#### WHAT THE EXERCISE ASKS:
Return, word for word, every line that follows.

#### EXTRACTED ENTRIES:
--

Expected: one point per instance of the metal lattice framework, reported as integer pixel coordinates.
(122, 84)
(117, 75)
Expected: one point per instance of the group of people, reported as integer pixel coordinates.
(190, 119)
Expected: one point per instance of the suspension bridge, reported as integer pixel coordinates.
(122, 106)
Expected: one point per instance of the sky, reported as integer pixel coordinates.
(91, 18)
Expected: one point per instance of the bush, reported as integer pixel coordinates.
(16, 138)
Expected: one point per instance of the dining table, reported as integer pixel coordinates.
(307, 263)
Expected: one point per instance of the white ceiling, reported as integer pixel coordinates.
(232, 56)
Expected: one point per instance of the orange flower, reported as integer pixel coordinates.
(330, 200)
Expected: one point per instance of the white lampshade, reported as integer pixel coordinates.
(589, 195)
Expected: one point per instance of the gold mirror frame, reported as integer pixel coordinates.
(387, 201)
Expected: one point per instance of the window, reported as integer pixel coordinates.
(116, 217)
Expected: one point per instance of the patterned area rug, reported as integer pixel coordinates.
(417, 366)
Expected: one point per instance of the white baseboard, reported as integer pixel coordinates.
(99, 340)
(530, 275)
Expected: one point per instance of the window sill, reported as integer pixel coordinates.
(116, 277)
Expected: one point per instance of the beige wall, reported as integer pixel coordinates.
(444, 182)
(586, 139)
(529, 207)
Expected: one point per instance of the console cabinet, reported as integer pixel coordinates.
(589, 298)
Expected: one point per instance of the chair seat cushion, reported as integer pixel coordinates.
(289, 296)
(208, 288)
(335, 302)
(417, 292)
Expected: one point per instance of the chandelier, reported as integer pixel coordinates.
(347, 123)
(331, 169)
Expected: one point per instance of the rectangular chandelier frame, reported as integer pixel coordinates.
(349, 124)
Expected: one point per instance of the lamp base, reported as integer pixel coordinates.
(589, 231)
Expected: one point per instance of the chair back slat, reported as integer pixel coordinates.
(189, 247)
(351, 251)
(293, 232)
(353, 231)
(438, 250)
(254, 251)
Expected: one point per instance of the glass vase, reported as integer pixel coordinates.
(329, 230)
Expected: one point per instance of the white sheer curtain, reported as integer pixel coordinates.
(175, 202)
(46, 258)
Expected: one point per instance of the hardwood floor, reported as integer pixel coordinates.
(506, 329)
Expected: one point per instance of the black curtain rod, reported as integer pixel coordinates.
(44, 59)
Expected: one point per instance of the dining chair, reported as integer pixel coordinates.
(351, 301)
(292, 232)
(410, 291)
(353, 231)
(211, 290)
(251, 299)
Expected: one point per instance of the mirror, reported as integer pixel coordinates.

--

#### TASK SOLUTION:
Expected: one point per instance of the metal lattice framework, reported as integer pixel coordinates.
(122, 84)
(117, 75)
Expected: one point per instance of the group of people, reported as integer pixel coordinates.
(190, 119)
Expected: one point per instance of the suspension bridge, reported as integer pixel coordinates.
(122, 106)
Expected: one point per instance of the sky, reported as integer pixel coordinates.
(91, 18)
Expected: one point per instance of the bush, reported as integer pixel coordinates.
(16, 138)
Expected: one point per instance of the dining table, reported as integer pixel coordinates.
(307, 263)
Expected: one point per instance of the white ceiling, reported as integer pixel coordinates.
(232, 56)
Expected: one point per instance of the orange flower, reported as integer pixel coordinates.
(330, 200)
Expected: one point per instance of the white lampshade, reported as integer pixel coordinates.
(589, 195)
Expected: one point per instance of the gold mirror frame, reported as integer pixel coordinates.
(387, 201)
Expected: one point per instance of the window, reported as integer pixel coordinates.
(116, 217)
Expected: one point per instance of the patterned area rug, reported as integer pixel coordinates.
(417, 366)
Expected: one point per instance of the white baseboard, reported as integer pixel coordinates.
(99, 340)
(530, 275)
Expected: one point per instance of the window sill, reported as integer pixel coordinates.
(116, 277)
Expected: one point per instance of the beige wall, reported as integer pixel coordinates.
(444, 182)
(586, 139)
(529, 207)
Expected: one point per instance of the console cabinet, reported as integer pixel coordinates.
(589, 298)
Expected: one point per instance of the chair seat cushion, reported as integer pixel coordinates.
(289, 296)
(208, 288)
(335, 302)
(417, 292)
Expected: one point per instance of the chandelier, reported as integer pixel coordinates.
(347, 123)
(331, 169)
Expected: one point per instance of the rectangular chandelier frame, reported as integer pixel coordinates.
(349, 124)
Expected: one point per instance of the lamp base, reported as integer pixel coordinates.
(589, 231)
Expected: one point per instance of the chair back slat, reported as integer pixel coordinates.
(189, 247)
(351, 251)
(293, 232)
(353, 231)
(438, 250)
(254, 251)
Expected: one point per instance of the glass vase, reported as integer pixel coordinates.
(329, 230)
Expected: one point per instance of the white sheer curtain, reported as integer pixel coordinates.
(175, 202)
(46, 258)
Expected: one point per instance of the hardwood floor, reported as integer pixel coordinates.
(506, 329)
Expected: one point per instance of the black curtain rod, reported as integer pixel coordinates.
(44, 59)
Expected: one point per instance of the dining chair, reported as integer pixel coordinates.
(351, 301)
(292, 232)
(410, 291)
(353, 231)
(211, 290)
(251, 299)
Expected: one point per instance of the mirror, reported as integer pixel coordinates.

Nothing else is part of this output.